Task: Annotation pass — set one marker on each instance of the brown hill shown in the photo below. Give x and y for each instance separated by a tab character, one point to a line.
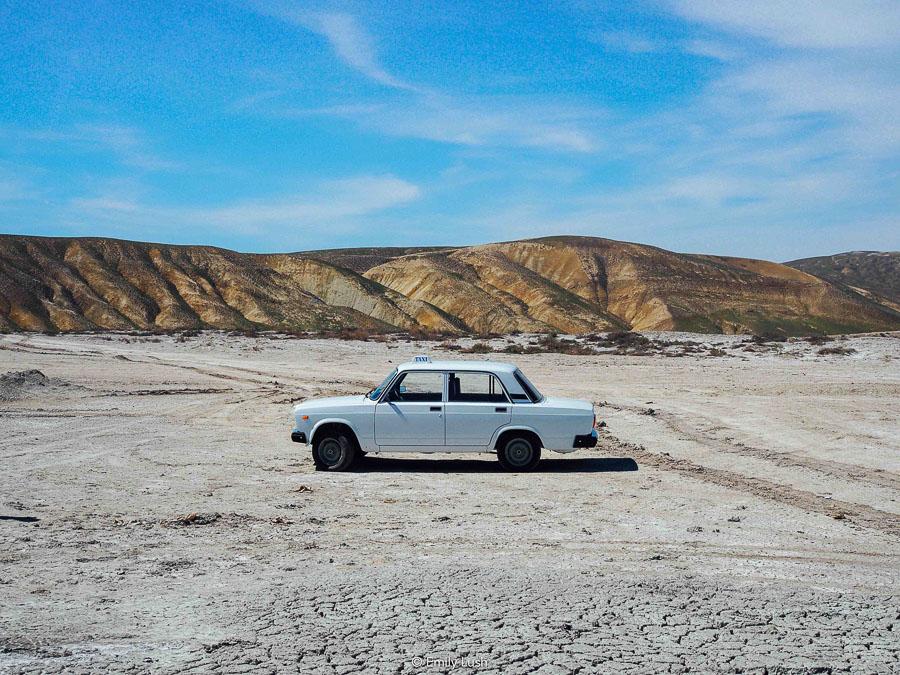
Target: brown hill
874	274
564	284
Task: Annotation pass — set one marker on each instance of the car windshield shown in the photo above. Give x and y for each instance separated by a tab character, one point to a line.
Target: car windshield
530	390
376	392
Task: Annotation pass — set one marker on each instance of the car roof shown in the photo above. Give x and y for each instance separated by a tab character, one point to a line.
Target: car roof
489	366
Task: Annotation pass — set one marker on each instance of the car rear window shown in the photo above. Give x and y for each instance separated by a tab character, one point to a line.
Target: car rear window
531	394
475	388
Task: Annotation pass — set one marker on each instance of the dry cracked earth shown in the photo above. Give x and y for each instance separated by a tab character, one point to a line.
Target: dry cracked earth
740	515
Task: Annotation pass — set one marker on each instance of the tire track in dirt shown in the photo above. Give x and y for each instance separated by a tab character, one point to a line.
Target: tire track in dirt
782	459
858	514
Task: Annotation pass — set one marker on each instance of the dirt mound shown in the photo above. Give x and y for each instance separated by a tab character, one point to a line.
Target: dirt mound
23	383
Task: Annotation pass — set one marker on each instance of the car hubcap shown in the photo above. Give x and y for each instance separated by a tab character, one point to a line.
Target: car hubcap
330	450
518	453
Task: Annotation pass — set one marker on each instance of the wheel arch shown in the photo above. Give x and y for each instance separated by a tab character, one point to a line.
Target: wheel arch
519	430
333	424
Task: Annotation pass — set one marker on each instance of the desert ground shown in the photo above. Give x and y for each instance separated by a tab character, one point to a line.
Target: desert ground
740	514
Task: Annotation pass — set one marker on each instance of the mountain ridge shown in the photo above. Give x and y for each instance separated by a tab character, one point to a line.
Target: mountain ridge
567	284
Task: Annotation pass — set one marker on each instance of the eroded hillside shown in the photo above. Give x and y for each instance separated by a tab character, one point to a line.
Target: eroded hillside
561	284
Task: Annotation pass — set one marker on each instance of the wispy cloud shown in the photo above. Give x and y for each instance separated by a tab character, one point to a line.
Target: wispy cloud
629	42
350	43
428	113
802	23
127	144
334	203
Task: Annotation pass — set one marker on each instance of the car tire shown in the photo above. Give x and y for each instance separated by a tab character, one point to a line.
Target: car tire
519	453
334	452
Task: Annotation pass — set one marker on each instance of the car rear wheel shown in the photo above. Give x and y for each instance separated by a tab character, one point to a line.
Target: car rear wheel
519	453
334	452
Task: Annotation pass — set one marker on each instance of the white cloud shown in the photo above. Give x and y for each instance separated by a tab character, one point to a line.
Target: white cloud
427	113
711	49
486	121
128	144
350	43
630	42
802	23
331	203
354	46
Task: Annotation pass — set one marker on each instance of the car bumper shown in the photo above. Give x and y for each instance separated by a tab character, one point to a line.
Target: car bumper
586	440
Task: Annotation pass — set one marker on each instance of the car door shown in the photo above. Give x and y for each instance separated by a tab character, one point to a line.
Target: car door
476	407
411	414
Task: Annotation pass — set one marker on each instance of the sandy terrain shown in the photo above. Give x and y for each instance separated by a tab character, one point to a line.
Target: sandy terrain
741	513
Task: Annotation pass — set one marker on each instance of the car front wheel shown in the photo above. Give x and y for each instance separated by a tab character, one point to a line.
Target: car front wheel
334	453
519	453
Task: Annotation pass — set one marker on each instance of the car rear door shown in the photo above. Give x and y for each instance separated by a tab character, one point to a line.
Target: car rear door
476	407
411	414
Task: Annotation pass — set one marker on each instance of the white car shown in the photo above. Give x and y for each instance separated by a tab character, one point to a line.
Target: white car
445	406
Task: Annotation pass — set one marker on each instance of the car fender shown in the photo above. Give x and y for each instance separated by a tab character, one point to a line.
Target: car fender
513	427
334	420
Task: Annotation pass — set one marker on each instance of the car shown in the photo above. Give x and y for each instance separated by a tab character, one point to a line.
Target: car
445	406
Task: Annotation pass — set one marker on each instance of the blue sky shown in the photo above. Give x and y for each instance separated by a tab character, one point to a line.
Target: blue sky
762	129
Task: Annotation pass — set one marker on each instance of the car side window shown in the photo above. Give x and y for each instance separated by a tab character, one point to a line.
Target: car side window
475	388
418	387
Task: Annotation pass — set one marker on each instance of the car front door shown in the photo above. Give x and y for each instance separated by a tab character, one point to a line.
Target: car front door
476	407
411	414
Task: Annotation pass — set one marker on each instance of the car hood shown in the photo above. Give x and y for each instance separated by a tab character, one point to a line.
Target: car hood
332	402
570	403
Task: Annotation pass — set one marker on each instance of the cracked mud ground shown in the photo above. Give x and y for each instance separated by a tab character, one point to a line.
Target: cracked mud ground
155	518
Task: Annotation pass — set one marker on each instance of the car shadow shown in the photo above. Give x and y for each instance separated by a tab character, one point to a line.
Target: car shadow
370	464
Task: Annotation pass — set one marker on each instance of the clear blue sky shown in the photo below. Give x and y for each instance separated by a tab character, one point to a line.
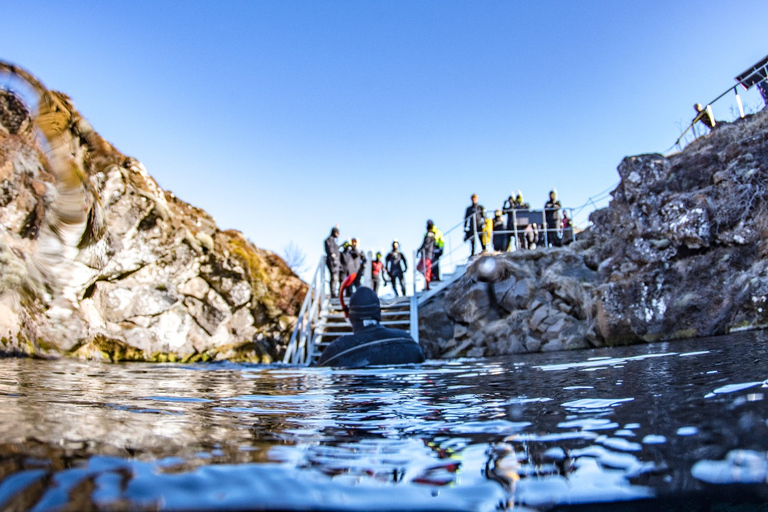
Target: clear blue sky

☆ ☆ ☆ ☆

**WRITTEN TASK**
The data above needs to be retyped exactly, with the images left out.

**EXPECTED ANSWER**
Task: Annotation pass — set one marker on each instance of the brown hill shown in the photo below. Give x and y for each instance separated by a tab character, one point to a line.
Target: brown hill
874	274
564	284
Task: Annotation pass — set one marker on each instance of the car windshield shown in the photo above. Give x and y for each instance separated by a tab character, one point to a line.
Target: car windshield
530	390
376	392
Task: Annotation pass — set one marker on each instance of the car roof shown in the photo above. Give x and y for each instance separated by a tab character, one point to a line.
Target: car roof
489	366
Task: Annotation pass — set one marker on each instance of the car rear window shown in the photo above. Give x and y for each instance separated by a tab character, one point to a line.
Target: car rear window
531	394
475	388
Task: Annotation pass — set one marker on each instance of the dry cracked earth shown in the photo above. Give x and y for each instance separated by a tab character, one point to a line.
Target: dry cracked earth
740	515
Task: Annotation pass — set one marker on each instance of the tire track in dirt shown in the photo above. Give x and y for each instance separated by a tab character, one point to a line.
Target: tire track in dirt
782	459
858	514
Task: Annotation pass — set one marker on each instance of the dirt mound shown in the photo above. Give x and y for each instance separated by a tab character, one point to a line.
Target: dirt mound
23	383
Task: Annotation pass — set one marker on each instance of the car hubcap shown in the photo above. Give x and y for each instance separated by a tab character, one point to a line.
Target: car hubcap
330	450
518	453
Task: Annotation pass — set one marker on each instance of the wheel arch shown in the photo above. Give x and y for each instance separated by a tab character, one point to a line.
Target: wheel arch
519	430
333	424
Task: Annotation pass — set one marker on each instance of the desert ground shown in the photo above. Give x and y for each instance separated by a tab character, one point to a line.
Target: desert ground
740	514
Task: Annotation pass — set one marker on each instance of the mountain ridge shown in the photo above. Give x and y for each instance separated by a tab character, one point to a line.
Target: mountain ridge
567	284
Task: Annotation pass — set one marker on each instance of the eroded hillside shown in the photo above. Give x and y for each instance separated by a tab character, one point to a line.
Target: eroded hillside
561	284
Task: Annotation pass — set one marker on each instance of the wispy cloud shown in the photo above. Give x and y for each instance separated by a tab character, one point to a line.
Target: wispy cloud
629	42
350	43
428	113
802	23
127	144
334	203
Task: Annotation pass — set one marker on each instance of the car tire shown in the photo above. Give x and y for each instance separated by a tab character, one point to a line.
Target: car tire
519	453
334	452
Task: Annotation pass — set one marker on each instance of the car rear wheel shown in the photo above. Give x and y for each instance separated by a tab character, one point to a line.
Target: car rear wheel
519	453
334	452
Task: Annotation pass — set one marker on each instance of the white cloud shown in the photo above. Give x and y for each instance separated by a tab character, one point to a line.
Target: white cloud
427	113
711	49
486	121
128	144
350	43
630	42
802	23
331	203
354	46
Task: Annotation pass — set one marker on each instance of the car bumper shown in the photo above. Give x and y for each instance separated by a tab character, one point to a line.
Target: car bumper
586	440
Task: Annotation pass — set one marker on each instance of the car door shown in the photo above. Give x and y for each instance separated by a tab character, one point to a line.
Target: car door
476	407
411	414
Task: Annotation pass — set one marker on each instance of the sandy terrain shown in the photo above. Give x and y for each instance separated by a tab character, one point to a line.
Target: sandy terrain
741	513
Task: Annotation pass — set one marker on each instance of the car front wheel shown in the photo above. Give x and y for each instance separated by a tab character, one point to a line.
Target: car front wheel
334	453
519	453
Task: Annotation pass — set one marker on each instance of the car rear door shown in the photo above. Give x and y for each instance separated by a tab character, one point to a line.
Target: car rear door
476	407
411	414
Task: Annotation pass — set one marker on each instance of the white car shown in the photo above. Give x and y for each instance separated by a tab character, one point to a line.
Target: white car
445	406
Task: Annotation pass — set one marker on each instance of the car fender shown in the photo above. Give x and y for each instance separated by a tab character, one point to a line.
Target: car fender
513	427
334	420
Task: Annotation pass — set one marker on each instance of the car shown in the photo above. Give x and y for each instance separated by a tab character, one point to a line.
Target: car
445	406
Task: Annotation pass — set one marker on each instance of the blue sky shown in the photo above. Give x and y for each instance separated by a tab character, one point to a line.
Target: blue sky
762	129
Task: Annotation pass — set one marker on each instance of the car side window shown in the photo above. Give x and y for each instance separated by a tab character, one point to a line.
Target: car side window
475	388
418	387
Task: Annotation pass — set one marker on each instance of the car front door shown in the photo above. Give x and y for each instance separated by a tab character, one point to a line.
Target: car front door
476	407
411	414
Task: Annotation pass — set one marker on each instance of the car hood shown in the photo above. Give x and y for each instance separated by a tab character, one point to a line.
Target: car hood
332	402
570	403
Task: Annotation pass — set one marker on each instance of the cracked mud ground shown in the photo above. Give x and y for each instance separated by a tab character, one point to a line.
Target: cracked mud ground
155	518
Task: Annotation pass — set one marker on each instance of the car shadow shown in the photo above. Give x and y for each instance separated by a tab character, one point to a line.
Target: car shadow
370	464
Task: Annotation pass — set one marker on each instance of the clear blue sky shown in the photo below. Give x and y for each instance separated by a tab character, one point to a line.
Target: clear blue sky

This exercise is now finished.